● DATA ROWS
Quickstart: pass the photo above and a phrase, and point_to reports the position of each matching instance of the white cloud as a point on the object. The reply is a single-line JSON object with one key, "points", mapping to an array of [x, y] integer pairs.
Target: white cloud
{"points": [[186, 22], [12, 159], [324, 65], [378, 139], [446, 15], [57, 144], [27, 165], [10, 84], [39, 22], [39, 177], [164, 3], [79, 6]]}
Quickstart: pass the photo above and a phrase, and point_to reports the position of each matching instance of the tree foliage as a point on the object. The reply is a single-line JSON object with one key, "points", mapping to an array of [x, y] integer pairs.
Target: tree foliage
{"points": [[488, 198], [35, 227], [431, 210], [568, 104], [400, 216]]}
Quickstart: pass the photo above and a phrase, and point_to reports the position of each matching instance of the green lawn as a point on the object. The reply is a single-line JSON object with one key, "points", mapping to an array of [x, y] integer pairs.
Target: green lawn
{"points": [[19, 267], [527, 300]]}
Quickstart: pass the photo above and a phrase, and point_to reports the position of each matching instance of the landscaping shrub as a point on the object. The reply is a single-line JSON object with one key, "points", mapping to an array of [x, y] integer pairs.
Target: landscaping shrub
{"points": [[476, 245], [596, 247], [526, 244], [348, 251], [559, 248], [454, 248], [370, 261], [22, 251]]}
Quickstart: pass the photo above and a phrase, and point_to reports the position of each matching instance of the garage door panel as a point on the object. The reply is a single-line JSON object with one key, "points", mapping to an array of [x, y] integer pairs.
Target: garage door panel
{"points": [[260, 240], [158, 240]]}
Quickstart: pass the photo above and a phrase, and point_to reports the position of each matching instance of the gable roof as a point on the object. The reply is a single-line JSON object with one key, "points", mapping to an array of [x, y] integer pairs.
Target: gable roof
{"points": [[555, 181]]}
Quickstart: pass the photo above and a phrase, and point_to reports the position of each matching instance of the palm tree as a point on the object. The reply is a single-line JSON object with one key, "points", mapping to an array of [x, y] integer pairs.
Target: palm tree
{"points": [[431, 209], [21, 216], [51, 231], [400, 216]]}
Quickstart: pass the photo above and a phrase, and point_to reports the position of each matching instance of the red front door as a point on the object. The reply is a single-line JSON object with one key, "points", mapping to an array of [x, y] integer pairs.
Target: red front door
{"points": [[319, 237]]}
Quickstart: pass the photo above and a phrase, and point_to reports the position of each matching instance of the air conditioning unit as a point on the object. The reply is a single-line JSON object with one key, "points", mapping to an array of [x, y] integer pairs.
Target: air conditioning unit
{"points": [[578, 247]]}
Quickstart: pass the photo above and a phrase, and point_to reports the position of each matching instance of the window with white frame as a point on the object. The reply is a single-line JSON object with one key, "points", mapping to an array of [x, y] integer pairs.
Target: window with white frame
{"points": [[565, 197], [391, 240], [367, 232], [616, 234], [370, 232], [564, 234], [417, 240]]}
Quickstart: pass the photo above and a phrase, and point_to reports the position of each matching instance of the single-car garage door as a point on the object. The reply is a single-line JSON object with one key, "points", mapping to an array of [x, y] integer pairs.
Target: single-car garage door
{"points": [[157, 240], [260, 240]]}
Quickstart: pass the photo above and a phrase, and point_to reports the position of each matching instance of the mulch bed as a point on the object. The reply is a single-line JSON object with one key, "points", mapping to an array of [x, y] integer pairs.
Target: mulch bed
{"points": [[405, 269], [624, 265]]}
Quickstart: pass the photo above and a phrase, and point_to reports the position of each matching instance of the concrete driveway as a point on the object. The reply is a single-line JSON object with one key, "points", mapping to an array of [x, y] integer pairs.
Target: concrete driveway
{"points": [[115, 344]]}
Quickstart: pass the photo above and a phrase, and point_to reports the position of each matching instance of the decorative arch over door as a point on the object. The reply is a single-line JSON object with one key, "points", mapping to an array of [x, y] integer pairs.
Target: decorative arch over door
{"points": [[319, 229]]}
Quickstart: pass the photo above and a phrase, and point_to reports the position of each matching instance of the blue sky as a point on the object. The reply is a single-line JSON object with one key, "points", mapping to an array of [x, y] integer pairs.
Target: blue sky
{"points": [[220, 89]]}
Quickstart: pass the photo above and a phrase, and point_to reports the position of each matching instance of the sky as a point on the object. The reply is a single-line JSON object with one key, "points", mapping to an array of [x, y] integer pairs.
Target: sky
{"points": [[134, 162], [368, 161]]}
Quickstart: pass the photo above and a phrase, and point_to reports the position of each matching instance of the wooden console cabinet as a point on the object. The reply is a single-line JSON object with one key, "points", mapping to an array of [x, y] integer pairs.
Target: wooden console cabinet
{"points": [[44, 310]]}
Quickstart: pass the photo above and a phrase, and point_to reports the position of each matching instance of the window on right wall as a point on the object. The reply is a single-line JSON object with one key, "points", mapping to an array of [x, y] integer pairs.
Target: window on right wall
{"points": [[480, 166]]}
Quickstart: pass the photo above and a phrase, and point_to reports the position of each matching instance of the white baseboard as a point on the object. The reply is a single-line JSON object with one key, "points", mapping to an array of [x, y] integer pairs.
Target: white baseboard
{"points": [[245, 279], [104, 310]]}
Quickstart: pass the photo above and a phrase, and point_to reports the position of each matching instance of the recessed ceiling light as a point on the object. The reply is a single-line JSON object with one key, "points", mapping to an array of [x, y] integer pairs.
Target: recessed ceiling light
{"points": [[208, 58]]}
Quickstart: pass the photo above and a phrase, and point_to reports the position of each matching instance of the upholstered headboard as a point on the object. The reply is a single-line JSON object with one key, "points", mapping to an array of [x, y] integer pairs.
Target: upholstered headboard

● AIM
Put all of the records above into a numbered list, leaving out any blank lines.

● SOLVED EXERCISE
1. Quickstart: pass the photo above and a phrase, and point_to reports the position of each matching instance of the white cloud as a point on the object. The reply is a single-line JSON object with one key, "points", mapping to an array of [x, y] integer pairs.
2. Target: white cloud
3. {"points": [[186, 22], [12, 159], [324, 65], [378, 139], [446, 15], [57, 144], [27, 165], [10, 84], [39, 22], [39, 177], [164, 3], [79, 6]]}
4. Quickstart: pass the photo above and a phrase, and point_to reports the position of each matching instance of the tree foliage as a point on the object. The reply is a single-line JSON object with one key, "points", mapping to an array of [x, y] integer pairs.
5. Target: tree foliage
6. {"points": [[488, 198], [35, 227], [431, 210], [568, 104], [400, 216]]}
7. Quickstart: pass the photo above and a phrase, and point_to reports the position of each matching instance of the green lawn as a point on the object. The reply is a single-line JSON object with one key, "points", mapping to an array of [x, y] integer pairs.
8. Target: green lawn
9. {"points": [[19, 267], [527, 300]]}
10. Quickstart: pass the photo above and a phrase, and point_to reports the position of each matching instance of the landscaping shrub as a point on the object. The reply is a single-line JSON object with one key, "points", mapping to an array of [x, y] integer pairs.
11. Target: landscaping shrub
12. {"points": [[476, 245], [596, 247], [526, 244], [348, 251], [559, 248], [454, 248], [370, 261], [22, 251]]}
13. Quickstart: pass the photo above and a phrase, and point_to reports the position of each matching instance of the garage door panel as a point on the object. The reply is a single-line JSON object with one key, "points", mapping to an array of [x, y] integer pairs.
14. Target: garage door panel
15. {"points": [[260, 240], [158, 240]]}
16. Quickstart: pass the photo above and a phrase, and point_to reports the position of each matching instance of the gable roof as a point on the object. The reply is a single-line JSON object with one key, "points", mapping to an array of [x, y] integer pairs.
17. Target: gable roof
18. {"points": [[555, 181]]}
19. Quickstart: pass the photo above and a phrase, and point_to reports the position of each matching instance of the palm tree as a point on the object. The reply is a single-line JSON object with one key, "points", mapping to an array of [x, y] integer pairs.
20. Target: palm tree
21. {"points": [[431, 209], [21, 216], [51, 231], [400, 216]]}
22. Quickstart: pass the photo above and a phrase, and point_to reports the position of each matching instance of the red front door as a point on the object. The reply is a single-line JSON object with one key, "points", mapping to an array of [x, y] integer pairs.
23. Target: red front door
24. {"points": [[319, 237]]}
25. Quickstart: pass the photo above and a phrase, and point_to reports the position of each matching instance of the air conditioning unit as a point on the object. The reply is a single-line JSON object with one key, "points", mapping to an array of [x, y] integer pairs.
26. Target: air conditioning unit
27. {"points": [[578, 247]]}
28. Quickstart: pass the photo above and a phrase, and point_to reports the position of each matching instance of the window with white frame as a point on the object. The reply is a single-line JSON object with one key, "points", mapping to an array of [x, y] integer pairs.
29. Target: window with white frame
30. {"points": [[565, 197], [391, 240], [367, 232], [616, 234], [370, 232], [564, 234], [417, 240]]}
31. Quickstart: pass the photo above and a phrase, and point_to reports the position of each matching instance of the single-car garage door as a point on the object. The reply is a single-line JSON object with one key, "points", mapping to an array of [x, y] integer pairs.
32. Target: single-car garage door
33. {"points": [[157, 240], [260, 240]]}
34. Quickstart: pass the photo above and a phrase, and point_to reports the position of each matching instance of the mulch bed as a point on the object. The reply is a single-line JSON object with one key, "points", mapping to an array of [x, y] integer pairs.
35. Target: mulch bed
36. {"points": [[405, 269], [624, 265]]}
37. Quickstart: pass the photo above and a phrase, and point_to reports the position of each matching instance of the concrete driveway as a point on the object. The reply is a single-line JSON object with one key, "points", mapping to an array of [x, y] integer pairs.
38. Target: concrete driveway
39. {"points": [[115, 344]]}
40. Quickstart: pass the photo above and a phrase, and point_to reports the position of each matching instance of the decorative arch over door as a point on the object. The reply is a single-line JSON object with one key, "points", mapping to an array of [x, y] integer pairs.
41. Target: decorative arch over door
42. {"points": [[319, 229]]}
43. Quickstart: pass the photo above and a phrase, and point_to reports the position of each matching instance of the blue sky as a point on the object. The reply is a single-line JSON object with one key, "points", mapping to an array of [x, y] integer pairs.
44. Target: blue sky
45. {"points": [[220, 89]]}
46. Quickstart: pass the photo above and a phrase, and point_to reports the position of each matching instance of the sky as a point on the object. The reply is a single-line JSON object with one key, "points", mapping to an array of [x, y] integer pairs.
47. Target: sky
48. {"points": [[134, 162], [368, 161]]}
49. Quickstart: pass the photo above and a phrase, and point_to reports the position of each matching instance of the wooden console cabinet as a point on the object. The reply is a single-line JSON object with one key, "points", mapping to an array of [x, y] integer pairs.
50. Target: wooden console cabinet
51. {"points": [[44, 310]]}
52. Quickstart: pass the photo above and a phrase, and point_to reports the position of each matching instance of the window on right wall as a point on the object. The reply is a single-line JSON object with one key, "points", mapping to an array of [x, y] integer pairs.
53. Target: window on right wall
54. {"points": [[480, 166]]}
55. Quickstart: pass the photo above and a phrase, and point_to reports the position of each matching instance of the white baseboard as a point on the object. The reply is a single-line JSON object with one key, "points", mapping to an array of [x, y] integer pairs.
56. Target: white baseboard
57. {"points": [[245, 279], [104, 310]]}
58. Quickstart: pass the photo above and a phrase, and point_to reports the position of each matching instance of the recessed ceiling light as a point on the object. The reply is a single-line JSON object with one key, "points", mapping to an array of [x, y] integer pairs.
59. Target: recessed ceiling light
60. {"points": [[208, 58]]}
61. Quickstart: pass the photo above and a phrase, and point_to reports the position of each matching instance of the upholstered headboard as a point on the object. The reply is a single-line JSON object with one key, "points", mapping to an array of [x, y] integer pairs.
62. Target: upholstered headboard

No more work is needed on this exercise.